Directive
Print each line exactly as it is given.

Excerpts from point annotation data:

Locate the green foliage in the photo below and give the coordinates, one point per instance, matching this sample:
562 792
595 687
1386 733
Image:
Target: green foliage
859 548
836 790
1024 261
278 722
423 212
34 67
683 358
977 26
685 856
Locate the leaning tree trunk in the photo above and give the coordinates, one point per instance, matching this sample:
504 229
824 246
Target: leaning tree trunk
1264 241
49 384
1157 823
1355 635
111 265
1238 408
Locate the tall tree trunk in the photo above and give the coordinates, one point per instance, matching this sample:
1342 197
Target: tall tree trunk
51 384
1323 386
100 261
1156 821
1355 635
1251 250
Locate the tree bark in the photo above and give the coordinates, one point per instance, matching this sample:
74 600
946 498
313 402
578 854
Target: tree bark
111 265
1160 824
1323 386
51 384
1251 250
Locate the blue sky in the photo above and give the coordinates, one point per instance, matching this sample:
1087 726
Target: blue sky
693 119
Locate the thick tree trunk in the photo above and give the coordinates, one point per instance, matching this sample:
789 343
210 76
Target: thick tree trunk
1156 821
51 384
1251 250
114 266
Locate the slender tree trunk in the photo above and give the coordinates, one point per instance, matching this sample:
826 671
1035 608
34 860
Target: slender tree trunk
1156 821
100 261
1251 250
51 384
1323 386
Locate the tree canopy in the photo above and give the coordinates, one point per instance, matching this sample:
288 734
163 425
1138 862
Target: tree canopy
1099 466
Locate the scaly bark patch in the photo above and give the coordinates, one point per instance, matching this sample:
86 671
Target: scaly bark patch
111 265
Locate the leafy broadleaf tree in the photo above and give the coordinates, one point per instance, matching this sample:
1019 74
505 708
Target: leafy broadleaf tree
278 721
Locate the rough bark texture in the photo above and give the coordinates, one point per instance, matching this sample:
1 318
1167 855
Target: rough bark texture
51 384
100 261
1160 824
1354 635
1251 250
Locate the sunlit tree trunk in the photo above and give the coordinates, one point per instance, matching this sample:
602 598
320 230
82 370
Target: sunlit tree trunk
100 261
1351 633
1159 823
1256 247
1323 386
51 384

Final answer
Locate the green foliage in the photo below and give the coordinates, one point per instance, matching this sample:
562 792
595 687
1386 733
Image:
Target: green foliage
859 548
836 790
1024 261
278 722
423 212
34 67
683 358
977 26
685 856
Locate the leaning tree trunk in the photo above and give the coordinates, one point per instance, matching this sample:
504 229
824 246
Target: leaning tree trunk
1264 241
49 384
1157 823
1355 635
111 265
1238 408
Locate the tall tree trunk in the photo above and give the coordinates, one point per instance, matching this sample:
1342 197
Target: tall tree trunk
51 384
1323 386
100 261
1156 821
1355 635
1251 250
Locate the tree bark in the photo above and give the coordinates, one point per instance, matching this sample:
74 600
946 498
313 402
578 854
Target: tree bark
111 265
1160 824
1323 386
51 384
1251 250
Locate the blue sky in the photo above and give the coordinates, one point per instance, matching this sample:
1087 726
Target: blue sky
693 119
Locate the thick tree trunk in the photo above and give the coordinates, one point per instance, matching this sample:
789 343
210 76
Target: thick tree trunk
1156 821
51 384
1251 250
114 266
Locate the slender tree trunk in the photo above and give the coordinates, one point per instance, matching this sample:
826 671
1035 608
34 860
Target: slender tree trunk
1156 821
100 261
1251 250
51 384
1323 386
Locate the tree canopy in the photo above and give the coordinates, one point per instance, matching this sample:
288 734
163 425
1138 862
Target: tree canopy
1099 466
Locate the scaly bark patch in the photo above and give the coordinates, one point per instance, matching this sample:
86 671
Target: scaly bark patch
111 265
Locate the leafy broadleaf tree in the photo above and give the coordinates, one point per instance, matching this sample:
1019 74
505 708
Target: leafy broadleaf tree
278 721
Locate the rough bark texture in the photo above and give the coordinates, one point per instance, matching this sample:
1 318
1167 855
Target: rough bark texture
51 384
100 261
1160 824
1354 635
1251 250
Locate the sunlit tree trunk in the photo above and give the coordinates, one point per instance, matching this sample:
602 598
320 230
82 370
Target: sunlit tree trunk
100 261
1351 633
1159 823
1256 247
1323 386
51 384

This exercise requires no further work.